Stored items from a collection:
* begin *
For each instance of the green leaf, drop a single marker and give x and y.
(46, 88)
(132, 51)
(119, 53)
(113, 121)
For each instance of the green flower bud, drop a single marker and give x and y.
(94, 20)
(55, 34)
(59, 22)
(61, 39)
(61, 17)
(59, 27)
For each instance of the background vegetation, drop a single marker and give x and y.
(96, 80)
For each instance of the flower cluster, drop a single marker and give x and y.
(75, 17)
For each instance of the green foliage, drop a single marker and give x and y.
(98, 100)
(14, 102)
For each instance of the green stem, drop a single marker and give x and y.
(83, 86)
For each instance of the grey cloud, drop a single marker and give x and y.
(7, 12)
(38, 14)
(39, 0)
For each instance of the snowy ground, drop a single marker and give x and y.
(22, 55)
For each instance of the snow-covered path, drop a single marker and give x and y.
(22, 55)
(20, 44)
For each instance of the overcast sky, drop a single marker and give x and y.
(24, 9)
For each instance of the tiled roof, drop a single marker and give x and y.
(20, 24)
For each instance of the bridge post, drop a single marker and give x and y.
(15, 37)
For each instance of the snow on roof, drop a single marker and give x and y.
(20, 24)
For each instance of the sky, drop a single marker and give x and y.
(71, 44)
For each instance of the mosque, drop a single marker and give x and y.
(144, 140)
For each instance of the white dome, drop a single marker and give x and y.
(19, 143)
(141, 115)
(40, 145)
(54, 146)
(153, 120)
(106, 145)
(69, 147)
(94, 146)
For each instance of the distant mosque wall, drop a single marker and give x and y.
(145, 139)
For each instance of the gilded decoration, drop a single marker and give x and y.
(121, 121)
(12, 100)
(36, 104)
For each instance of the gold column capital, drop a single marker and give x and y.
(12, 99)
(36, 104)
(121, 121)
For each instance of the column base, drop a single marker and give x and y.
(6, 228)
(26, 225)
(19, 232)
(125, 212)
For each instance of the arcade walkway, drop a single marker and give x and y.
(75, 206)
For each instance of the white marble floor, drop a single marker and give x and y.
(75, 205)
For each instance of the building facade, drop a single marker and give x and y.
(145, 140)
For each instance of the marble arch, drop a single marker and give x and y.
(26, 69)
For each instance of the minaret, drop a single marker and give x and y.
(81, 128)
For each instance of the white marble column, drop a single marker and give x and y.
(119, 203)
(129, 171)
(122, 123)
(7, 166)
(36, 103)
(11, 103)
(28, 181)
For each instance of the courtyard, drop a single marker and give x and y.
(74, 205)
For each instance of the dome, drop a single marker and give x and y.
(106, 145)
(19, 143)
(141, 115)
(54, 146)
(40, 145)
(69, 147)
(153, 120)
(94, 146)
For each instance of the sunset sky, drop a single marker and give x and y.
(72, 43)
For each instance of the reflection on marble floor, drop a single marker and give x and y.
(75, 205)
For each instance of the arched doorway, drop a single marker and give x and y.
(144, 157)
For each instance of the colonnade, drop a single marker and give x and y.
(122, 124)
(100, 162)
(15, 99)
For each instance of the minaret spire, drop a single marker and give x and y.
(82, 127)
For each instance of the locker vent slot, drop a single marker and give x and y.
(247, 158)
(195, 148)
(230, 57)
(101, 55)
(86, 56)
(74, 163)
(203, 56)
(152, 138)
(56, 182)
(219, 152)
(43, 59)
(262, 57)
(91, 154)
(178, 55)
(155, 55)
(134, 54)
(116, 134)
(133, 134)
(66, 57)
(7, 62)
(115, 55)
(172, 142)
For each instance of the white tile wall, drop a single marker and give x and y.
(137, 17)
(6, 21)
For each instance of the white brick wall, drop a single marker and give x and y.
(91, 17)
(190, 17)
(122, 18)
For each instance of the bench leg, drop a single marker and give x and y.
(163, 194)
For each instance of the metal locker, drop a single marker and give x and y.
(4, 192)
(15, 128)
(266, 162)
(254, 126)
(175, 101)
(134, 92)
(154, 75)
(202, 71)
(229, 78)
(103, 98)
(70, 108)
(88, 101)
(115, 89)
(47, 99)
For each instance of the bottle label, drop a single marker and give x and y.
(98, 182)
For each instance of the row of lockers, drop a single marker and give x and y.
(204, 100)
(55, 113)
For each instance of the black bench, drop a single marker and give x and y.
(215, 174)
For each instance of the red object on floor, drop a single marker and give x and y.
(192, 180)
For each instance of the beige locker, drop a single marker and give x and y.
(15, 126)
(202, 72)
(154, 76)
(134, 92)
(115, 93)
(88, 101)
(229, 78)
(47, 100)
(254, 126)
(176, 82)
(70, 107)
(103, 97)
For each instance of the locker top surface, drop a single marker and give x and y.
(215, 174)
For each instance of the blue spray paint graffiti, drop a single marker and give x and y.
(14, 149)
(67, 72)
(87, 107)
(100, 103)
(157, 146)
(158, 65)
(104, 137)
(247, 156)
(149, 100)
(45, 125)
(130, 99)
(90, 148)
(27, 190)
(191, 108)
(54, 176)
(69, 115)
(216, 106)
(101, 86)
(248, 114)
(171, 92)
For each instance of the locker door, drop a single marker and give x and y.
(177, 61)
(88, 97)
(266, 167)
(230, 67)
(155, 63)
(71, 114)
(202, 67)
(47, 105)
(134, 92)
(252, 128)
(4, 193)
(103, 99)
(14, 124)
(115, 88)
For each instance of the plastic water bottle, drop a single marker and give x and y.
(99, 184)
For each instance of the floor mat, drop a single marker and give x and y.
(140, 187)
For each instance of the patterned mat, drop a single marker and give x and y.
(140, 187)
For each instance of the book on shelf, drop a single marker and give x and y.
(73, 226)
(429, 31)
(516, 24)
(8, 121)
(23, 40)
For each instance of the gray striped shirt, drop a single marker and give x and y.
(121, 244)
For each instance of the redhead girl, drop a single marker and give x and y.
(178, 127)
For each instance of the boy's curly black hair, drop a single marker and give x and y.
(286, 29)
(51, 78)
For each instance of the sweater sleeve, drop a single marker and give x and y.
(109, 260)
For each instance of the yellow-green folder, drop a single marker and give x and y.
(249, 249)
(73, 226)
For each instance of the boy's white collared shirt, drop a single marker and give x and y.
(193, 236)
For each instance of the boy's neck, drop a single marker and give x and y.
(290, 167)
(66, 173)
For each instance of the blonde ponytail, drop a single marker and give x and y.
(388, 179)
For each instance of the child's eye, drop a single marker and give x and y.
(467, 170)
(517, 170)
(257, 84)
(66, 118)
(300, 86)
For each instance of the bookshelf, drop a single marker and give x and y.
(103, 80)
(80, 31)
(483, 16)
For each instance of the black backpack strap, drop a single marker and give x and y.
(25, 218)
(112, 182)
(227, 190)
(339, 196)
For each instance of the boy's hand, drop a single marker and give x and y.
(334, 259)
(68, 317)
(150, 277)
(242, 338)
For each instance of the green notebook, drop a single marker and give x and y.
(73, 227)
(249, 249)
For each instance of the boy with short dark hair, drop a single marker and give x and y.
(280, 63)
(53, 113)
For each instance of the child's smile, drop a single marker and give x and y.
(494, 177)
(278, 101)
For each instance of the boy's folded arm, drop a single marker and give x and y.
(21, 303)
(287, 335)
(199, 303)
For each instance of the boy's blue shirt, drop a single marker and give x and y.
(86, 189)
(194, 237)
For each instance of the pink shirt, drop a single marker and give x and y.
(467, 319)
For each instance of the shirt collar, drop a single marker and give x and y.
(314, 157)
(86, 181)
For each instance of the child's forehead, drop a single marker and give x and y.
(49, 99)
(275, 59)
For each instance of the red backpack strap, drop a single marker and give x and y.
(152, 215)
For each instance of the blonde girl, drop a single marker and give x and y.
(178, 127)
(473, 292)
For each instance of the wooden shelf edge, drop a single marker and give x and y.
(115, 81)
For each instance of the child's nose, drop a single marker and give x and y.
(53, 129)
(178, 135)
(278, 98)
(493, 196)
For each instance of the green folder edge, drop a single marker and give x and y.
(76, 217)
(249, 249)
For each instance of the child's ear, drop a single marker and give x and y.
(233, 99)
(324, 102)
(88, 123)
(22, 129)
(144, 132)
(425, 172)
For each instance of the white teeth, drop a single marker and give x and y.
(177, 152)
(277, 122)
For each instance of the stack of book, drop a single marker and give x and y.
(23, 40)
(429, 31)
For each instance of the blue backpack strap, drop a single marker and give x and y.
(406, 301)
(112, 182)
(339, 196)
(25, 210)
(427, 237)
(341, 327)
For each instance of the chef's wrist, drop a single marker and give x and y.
* end *
What needs duplicating is the run of lines from the one containing "For each instance of the child's nose, drop" through the last line of the entries above, exact and complete.

For each instance of the child's nose, drop a single marker and give x and y.
(53, 129)
(178, 135)
(278, 98)
(493, 196)
For each instance of the green folder edge, drop a single marker and give x and y.
(76, 217)
(249, 249)
For each instance of the child's ear, drop a single marker and give x and y.
(233, 99)
(324, 102)
(88, 123)
(22, 129)
(144, 132)
(425, 172)
For each instance of the white teeth, drop a single marker and give x and y.
(177, 152)
(277, 122)
For each instance of the stack of book, drop a single marker and give x and y.
(23, 40)
(429, 31)
For each instance of the blue backpack strap, drop a single marker and give x and y.
(406, 301)
(112, 182)
(339, 196)
(25, 210)
(427, 237)
(341, 327)
For each instance of the chef's wrist, drop a single marker and give x and y.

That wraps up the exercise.